— Start Exercise material —

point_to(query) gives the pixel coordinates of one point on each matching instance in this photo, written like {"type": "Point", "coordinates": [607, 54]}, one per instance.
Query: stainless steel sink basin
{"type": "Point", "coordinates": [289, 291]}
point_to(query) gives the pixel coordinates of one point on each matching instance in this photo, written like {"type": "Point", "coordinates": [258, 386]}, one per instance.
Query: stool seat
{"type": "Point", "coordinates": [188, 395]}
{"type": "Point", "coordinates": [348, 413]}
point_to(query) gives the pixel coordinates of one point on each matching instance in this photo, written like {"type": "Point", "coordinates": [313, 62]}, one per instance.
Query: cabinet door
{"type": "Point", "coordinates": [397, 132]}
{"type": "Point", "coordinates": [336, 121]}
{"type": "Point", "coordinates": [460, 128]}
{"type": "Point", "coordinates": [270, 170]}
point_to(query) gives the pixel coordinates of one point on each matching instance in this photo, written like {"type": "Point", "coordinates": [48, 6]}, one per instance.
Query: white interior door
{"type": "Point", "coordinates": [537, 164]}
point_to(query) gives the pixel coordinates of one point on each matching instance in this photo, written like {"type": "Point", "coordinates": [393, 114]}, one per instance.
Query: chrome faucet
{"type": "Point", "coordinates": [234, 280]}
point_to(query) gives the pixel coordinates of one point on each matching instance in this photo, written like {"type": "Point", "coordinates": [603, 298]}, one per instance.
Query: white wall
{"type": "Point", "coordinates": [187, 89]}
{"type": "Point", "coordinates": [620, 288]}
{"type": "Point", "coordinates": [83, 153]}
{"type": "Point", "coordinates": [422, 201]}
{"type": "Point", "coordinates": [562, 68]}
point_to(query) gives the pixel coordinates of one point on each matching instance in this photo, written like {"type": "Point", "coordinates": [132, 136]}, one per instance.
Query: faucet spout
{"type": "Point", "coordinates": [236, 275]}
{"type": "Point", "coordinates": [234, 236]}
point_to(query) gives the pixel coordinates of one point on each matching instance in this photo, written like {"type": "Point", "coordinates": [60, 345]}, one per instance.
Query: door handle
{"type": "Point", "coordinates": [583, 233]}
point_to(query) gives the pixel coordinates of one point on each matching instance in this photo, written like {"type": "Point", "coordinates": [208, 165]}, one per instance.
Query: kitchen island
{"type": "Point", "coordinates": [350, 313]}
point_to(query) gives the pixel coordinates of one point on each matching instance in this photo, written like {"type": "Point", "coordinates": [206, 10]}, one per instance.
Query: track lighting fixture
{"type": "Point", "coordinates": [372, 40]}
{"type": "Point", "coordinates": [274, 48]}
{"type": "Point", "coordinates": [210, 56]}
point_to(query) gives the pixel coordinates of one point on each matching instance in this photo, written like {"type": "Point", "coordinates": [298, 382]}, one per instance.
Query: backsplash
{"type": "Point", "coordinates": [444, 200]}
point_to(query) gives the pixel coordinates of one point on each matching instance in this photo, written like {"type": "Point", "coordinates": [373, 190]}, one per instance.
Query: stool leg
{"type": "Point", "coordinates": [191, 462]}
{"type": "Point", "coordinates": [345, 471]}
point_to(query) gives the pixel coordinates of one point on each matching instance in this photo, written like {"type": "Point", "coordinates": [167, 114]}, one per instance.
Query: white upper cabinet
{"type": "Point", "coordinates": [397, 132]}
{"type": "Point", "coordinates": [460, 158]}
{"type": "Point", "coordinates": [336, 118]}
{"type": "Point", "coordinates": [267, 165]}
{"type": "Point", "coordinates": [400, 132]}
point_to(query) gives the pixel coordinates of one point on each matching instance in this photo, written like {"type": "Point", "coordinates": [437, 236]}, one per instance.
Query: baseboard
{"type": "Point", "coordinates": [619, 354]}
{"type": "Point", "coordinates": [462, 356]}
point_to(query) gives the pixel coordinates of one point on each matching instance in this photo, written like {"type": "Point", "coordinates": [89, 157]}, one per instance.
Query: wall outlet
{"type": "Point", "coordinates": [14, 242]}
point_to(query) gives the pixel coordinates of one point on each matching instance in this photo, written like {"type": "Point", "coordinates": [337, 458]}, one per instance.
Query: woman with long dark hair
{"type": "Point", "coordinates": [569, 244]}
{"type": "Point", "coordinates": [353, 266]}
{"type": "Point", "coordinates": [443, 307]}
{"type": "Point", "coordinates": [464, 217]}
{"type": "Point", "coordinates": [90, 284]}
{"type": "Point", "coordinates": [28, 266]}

— End Exercise material —

#### Do this
Could you reproduce every record above exactly as it appears?

#### Answer for the task
point_to(query) gives the pixel coordinates of one point on each matching instance in this photo, written like {"type": "Point", "coordinates": [607, 54]}, one per instance.
Query: stainless steel sink basin
{"type": "Point", "coordinates": [289, 291]}
point_to(query) gives the pixel coordinates of one point on each matching instance in this photo, written like {"type": "Point", "coordinates": [258, 386]}, one per instance.
Query: stool seat
{"type": "Point", "coordinates": [188, 395]}
{"type": "Point", "coordinates": [348, 413]}
point_to(query) gives the pixel coordinates of one point on each matching instance in this photo, written like {"type": "Point", "coordinates": [313, 62]}, one per instance.
Query: cabinet door
{"type": "Point", "coordinates": [397, 132]}
{"type": "Point", "coordinates": [336, 121]}
{"type": "Point", "coordinates": [460, 128]}
{"type": "Point", "coordinates": [270, 170]}
point_to(query) gives the pixel coordinates of one point on each matching instance in this photo, written like {"type": "Point", "coordinates": [48, 6]}, one per instance.
Query: white interior door
{"type": "Point", "coordinates": [537, 164]}
point_to(query) gives the pixel coordinates of one point on each matching instance in this photo, written like {"type": "Point", "coordinates": [393, 114]}, one per instance.
Query: chrome faucet
{"type": "Point", "coordinates": [234, 280]}
point_to(query) gives the pixel coordinates of one point on each matching instance in this photo, written like {"type": "Point", "coordinates": [603, 298]}, one per instance.
Query: white wall
{"type": "Point", "coordinates": [187, 89]}
{"type": "Point", "coordinates": [620, 288]}
{"type": "Point", "coordinates": [83, 153]}
{"type": "Point", "coordinates": [422, 201]}
{"type": "Point", "coordinates": [562, 68]}
point_to(query) gives the pixel coordinates of one point on each matching instance in this photo, written like {"type": "Point", "coordinates": [132, 136]}, one per instance.
Query: faucet spout
{"type": "Point", "coordinates": [236, 275]}
{"type": "Point", "coordinates": [234, 236]}
point_to(query) gives the pixel coordinates of one point on each matching instance in this photo, written like {"type": "Point", "coordinates": [60, 345]}, one per instance.
Query: door handle
{"type": "Point", "coordinates": [583, 233]}
point_to(query) gives the pixel coordinates of one point on each matching instance in this photo, written like {"type": "Point", "coordinates": [208, 165]}, one per instance.
Query: kitchen island
{"type": "Point", "coordinates": [350, 313]}
point_to(query) gives the pixel coordinates of one point on each matching instance in this photo, written like {"type": "Point", "coordinates": [206, 10]}, one per instance.
Query: track lighting fixture
{"type": "Point", "coordinates": [372, 40]}
{"type": "Point", "coordinates": [274, 48]}
{"type": "Point", "coordinates": [210, 56]}
point_to(query) gives the pixel coordinates of one point on each matching instance in this photo, written like {"type": "Point", "coordinates": [298, 382]}, one per instance.
Query: backsplash
{"type": "Point", "coordinates": [444, 200]}
point_to(query) gives the pixel coordinates of one point on each matching instance in this photo, written like {"type": "Point", "coordinates": [373, 190]}, one per instance.
Query: stool leg
{"type": "Point", "coordinates": [191, 462]}
{"type": "Point", "coordinates": [345, 471]}
point_to(query) gives the pixel coordinates of one point on each matching instance in this photo, written like {"type": "Point", "coordinates": [167, 114]}, one per instance.
Query: white upper cabinet
{"type": "Point", "coordinates": [397, 132]}
{"type": "Point", "coordinates": [460, 158]}
{"type": "Point", "coordinates": [336, 118]}
{"type": "Point", "coordinates": [267, 165]}
{"type": "Point", "coordinates": [400, 132]}
point_to(query) gives the pixel coordinates of one point on each matching instance in this photo, written like {"type": "Point", "coordinates": [437, 236]}, one per instance.
Query: baseboard
{"type": "Point", "coordinates": [619, 354]}
{"type": "Point", "coordinates": [462, 356]}
point_to(query) gives the pixel coordinates of one point on each matching instance in this photo, written like {"type": "Point", "coordinates": [89, 157]}, one per instance.
Query: wall outlet
{"type": "Point", "coordinates": [14, 242]}
point_to(query) gives the pixel coordinates of one point on each matching instance in this photo, written like {"type": "Point", "coordinates": [337, 458]}, one per instance.
Query: woman with long dark hair
{"type": "Point", "coordinates": [569, 244]}
{"type": "Point", "coordinates": [353, 266]}
{"type": "Point", "coordinates": [443, 307]}
{"type": "Point", "coordinates": [464, 217]}
{"type": "Point", "coordinates": [90, 284]}
{"type": "Point", "coordinates": [28, 266]}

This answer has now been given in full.